__Directions__. Render every line of the records below as a Markdown table with two columns, "Row" for the row number and "Entry" for the line, and omit blank lines. Leave the pictures out of the table.

__Given information__.

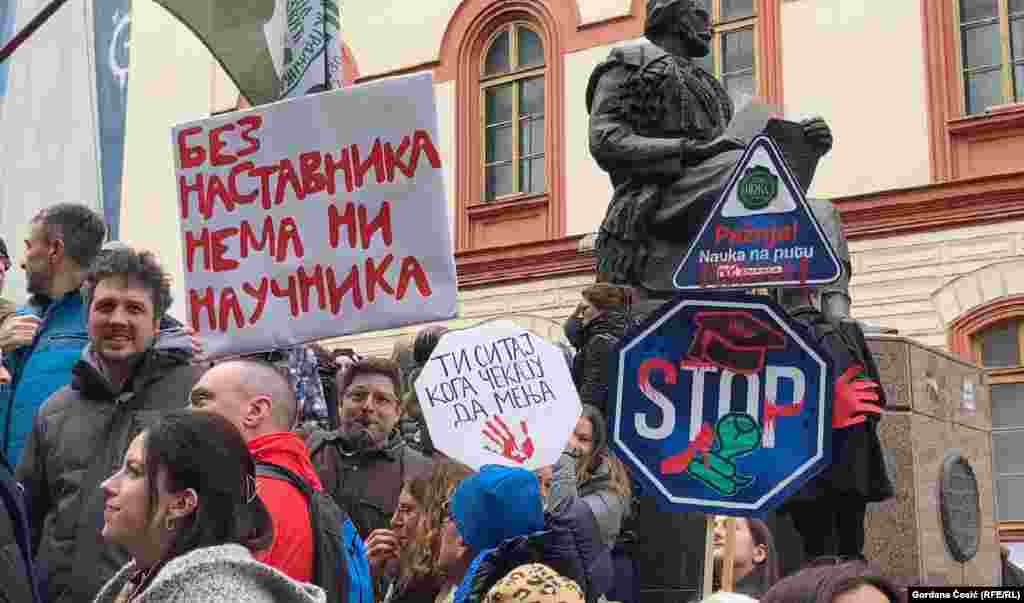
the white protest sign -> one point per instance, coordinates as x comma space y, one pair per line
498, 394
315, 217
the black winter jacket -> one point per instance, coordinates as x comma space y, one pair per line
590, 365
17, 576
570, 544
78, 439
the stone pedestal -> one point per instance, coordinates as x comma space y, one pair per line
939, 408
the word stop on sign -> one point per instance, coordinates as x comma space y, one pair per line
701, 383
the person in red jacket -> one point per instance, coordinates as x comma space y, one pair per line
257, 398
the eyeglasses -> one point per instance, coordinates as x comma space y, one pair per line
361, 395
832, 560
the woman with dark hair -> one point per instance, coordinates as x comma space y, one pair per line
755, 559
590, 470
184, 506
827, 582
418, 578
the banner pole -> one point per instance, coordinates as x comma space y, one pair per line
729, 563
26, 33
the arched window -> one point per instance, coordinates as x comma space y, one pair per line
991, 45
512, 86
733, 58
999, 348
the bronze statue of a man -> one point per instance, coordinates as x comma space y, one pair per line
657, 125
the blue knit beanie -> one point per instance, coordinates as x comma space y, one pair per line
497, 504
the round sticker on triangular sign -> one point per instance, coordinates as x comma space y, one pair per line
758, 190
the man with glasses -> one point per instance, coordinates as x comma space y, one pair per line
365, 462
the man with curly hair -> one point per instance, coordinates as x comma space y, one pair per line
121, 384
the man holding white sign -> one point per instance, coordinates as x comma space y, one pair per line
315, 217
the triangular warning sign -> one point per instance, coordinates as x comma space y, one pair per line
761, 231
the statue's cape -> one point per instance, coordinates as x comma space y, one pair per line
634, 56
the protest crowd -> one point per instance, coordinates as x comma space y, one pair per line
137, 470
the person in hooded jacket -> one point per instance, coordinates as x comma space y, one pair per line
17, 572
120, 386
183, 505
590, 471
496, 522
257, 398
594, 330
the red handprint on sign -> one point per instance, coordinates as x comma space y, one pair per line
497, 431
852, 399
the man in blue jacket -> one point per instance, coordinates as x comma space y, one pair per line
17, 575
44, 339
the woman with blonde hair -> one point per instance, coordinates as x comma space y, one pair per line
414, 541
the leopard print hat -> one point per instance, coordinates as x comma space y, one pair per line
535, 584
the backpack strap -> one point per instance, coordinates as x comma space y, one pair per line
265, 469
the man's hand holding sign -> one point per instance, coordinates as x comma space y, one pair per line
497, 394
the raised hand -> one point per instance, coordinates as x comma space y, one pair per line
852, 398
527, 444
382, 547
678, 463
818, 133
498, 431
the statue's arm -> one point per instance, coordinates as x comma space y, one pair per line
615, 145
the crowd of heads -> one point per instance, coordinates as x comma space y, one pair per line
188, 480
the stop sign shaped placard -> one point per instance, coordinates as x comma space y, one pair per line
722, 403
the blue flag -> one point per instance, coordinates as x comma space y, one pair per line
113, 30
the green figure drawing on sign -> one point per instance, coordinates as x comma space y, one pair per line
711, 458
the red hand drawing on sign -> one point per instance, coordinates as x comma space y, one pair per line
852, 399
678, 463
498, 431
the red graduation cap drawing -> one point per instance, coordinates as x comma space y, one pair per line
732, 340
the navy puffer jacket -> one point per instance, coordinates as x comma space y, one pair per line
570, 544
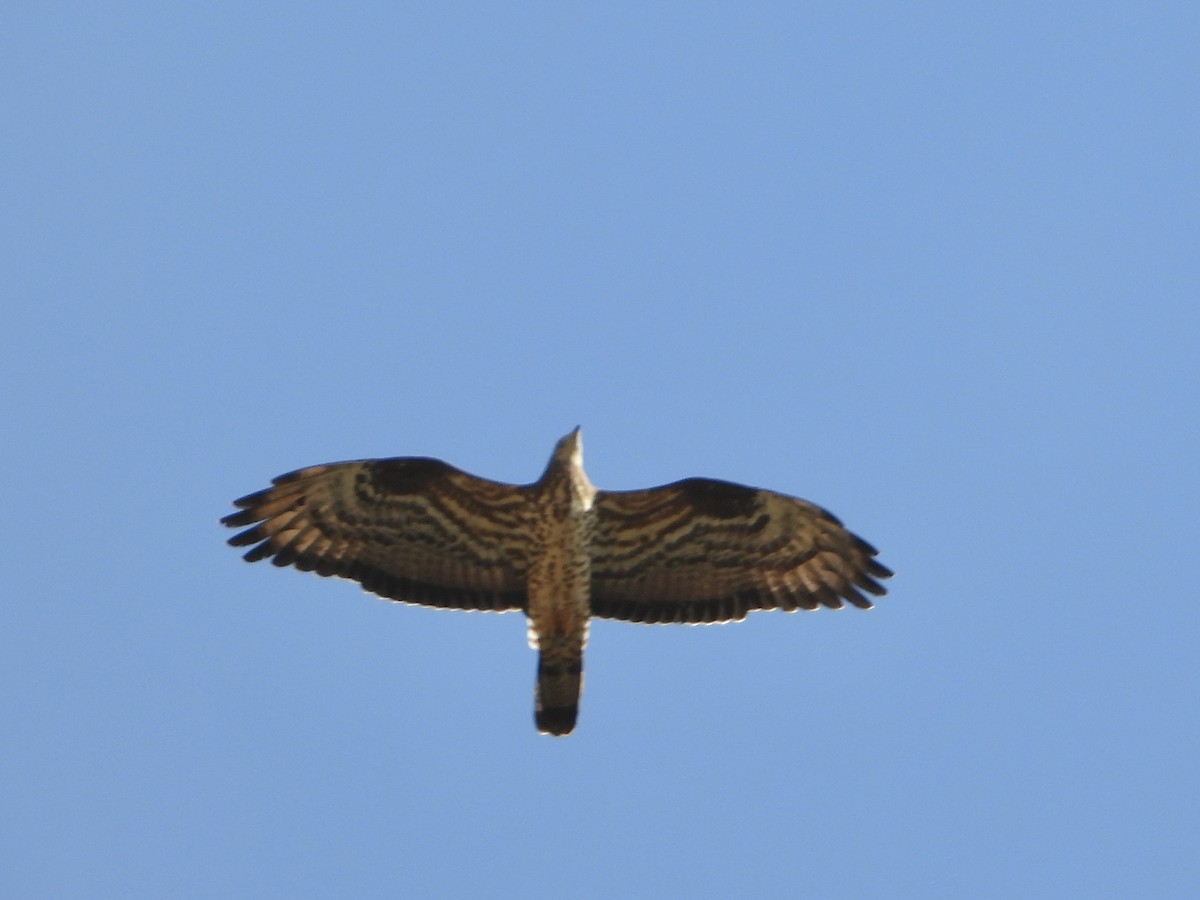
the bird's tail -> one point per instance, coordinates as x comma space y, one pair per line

__Exercise output__.
| Row | Entry |
|---|---|
| 1 | the white protest sign -> one point per instance, coordinates as x comma space y, one pair per line |
| 2 | 498, 394 |
| 3 | 315, 217 |
| 4 | the black winter jacket -> one point per instance, coordinates as x comma space y, one pair per line |
| 5 | 590, 365 |
| 6 | 17, 576 |
| 7 | 570, 544 |
| 8 | 78, 439 |
| 9 | the stone pedestal -> one point per instance, coordinates as x comma space y, one pair per line |
| 10 | 939, 408 |
| 11 | the word stop on sign -> one point per instance, coordinates as x comma space y, one pair per line |
| 12 | 701, 383 |
| 13 | the person in red jacket -> one point per instance, coordinates as x comma space y, one pair per line |
| 14 | 257, 398 |
| 15 | the eyeglasses -> one point per instance, coordinates as x comma space y, one pair per line |
| 16 | 361, 395 |
| 17 | 832, 560 |
| 18 | the woman with dark hair -> one point per instance, coordinates as x comma space y, one pair per line |
| 19 | 755, 559 |
| 20 | 590, 470 |
| 21 | 184, 506 |
| 22 | 827, 582 |
| 23 | 418, 578 |
| 24 | the banner pole -> one point per instance, coordinates as x comma space y, one pair per line |
| 25 | 729, 563 |
| 26 | 26, 33 |
| 27 | the arched window -> one point per instance, coordinates as x comma space y, one pair per line |
| 28 | 991, 45 |
| 29 | 512, 86 |
| 30 | 733, 58 |
| 31 | 999, 348 |
| 32 | the bronze statue of a man -> one point per instance, coordinates as x comma space y, one pair per line |
| 33 | 657, 125 |
| 34 | the blue knit beanie -> one point per instance, coordinates as x comma space y, one pair per line |
| 35 | 497, 504 |
| 36 | the round sticker on triangular sign -> one point per instance, coordinates as x comma space y, one pair per line |
| 37 | 758, 190 |
| 38 | the man with glasses -> one point per instance, coordinates as x comma space y, one pair per line |
| 39 | 365, 462 |
| 40 | the man with curly hair -> one point per instance, coordinates as x comma space y, one pair per line |
| 41 | 121, 384 |
| 42 | the man holding white sign -> one point per instance, coordinates as x comma space y, one pair per line |
| 43 | 315, 217 |
| 44 | the triangular warning sign -> one point per instance, coordinates as x comma space y, one pair per line |
| 45 | 761, 231 |
| 46 | the statue's cape -> one point per instance, coordinates as x comma space y, one pair per line |
| 47 | 634, 56 |
| 48 | the protest crowd -> one point per instance, coordinates as x comma space y, one pair per line |
| 49 | 137, 470 |
| 50 | the person in hooded jacket -> one point per instance, coordinates as x comma space y, one pair per line |
| 51 | 17, 572 |
| 52 | 120, 386 |
| 53 | 183, 505 |
| 54 | 590, 471 |
| 55 | 496, 522 |
| 56 | 257, 398 |
| 57 | 594, 330 |
| 58 | the red handprint on sign -> one point per instance, coordinates as x comma space y, one pair per line |
| 59 | 497, 431 |
| 60 | 852, 399 |
| 61 | the man in blue jacket -> one point per instance, coordinates as x comma space y, one pair per line |
| 62 | 17, 575 |
| 63 | 44, 339 |
| 64 | the woman with blonde hair -> one point per instance, coordinates as x comma space y, one pair per line |
| 65 | 414, 541 |
| 66 | the leopard print hat -> one point per instance, coordinates as x comma space y, one pair per line |
| 67 | 535, 584 |
| 68 | the backpack strap -> one point per instance, coordinates as x comma space y, one pair per line |
| 69 | 265, 469 |
| 70 | the man's hand holding sign -> one point per instance, coordinates as x comma space y, one pair per line |
| 71 | 497, 394 |
| 72 | the raised hand -> one point per instance, coordinates as x comma space y, one pair per line |
| 73 | 852, 398 |
| 74 | 527, 444 |
| 75 | 382, 547 |
| 76 | 678, 463 |
| 77 | 818, 133 |
| 78 | 498, 431 |
| 79 | the statue's arm -> one point per instance, coordinates as x comma space y, one pair per line |
| 80 | 615, 145 |
| 81 | the crowd of heads -> one point per instance, coordinates as x comma space y, one pair per line |
| 82 | 188, 480 |
| 83 | the stop sign shaped placard -> one point per instance, coordinates as x comma space y, one pair per line |
| 84 | 722, 403 |
| 85 | the blue flag -> one point per instance, coordinates as x comma space y, one pair per line |
| 86 | 113, 30 |
| 87 | the green figure drawing on sign -> one point per instance, coordinates as x comma space y, one pair per line |
| 88 | 711, 458 |
| 89 | the red hand drawing on sign -> one point per instance, coordinates as x comma space y, one pair per line |
| 90 | 852, 399 |
| 91 | 678, 463 |
| 92 | 498, 431 |
| 93 | the red graduation cap drawing -> one point per instance, coordinates as x comma space y, one pair per line |
| 94 | 732, 340 |
| 95 | the navy puffer jacket -> one point per instance, coordinates as x comma space y, one pair per line |
| 96 | 570, 544 |
| 97 | the bird's tail -> one point per instance, coordinates as x comma space y, one pair per line |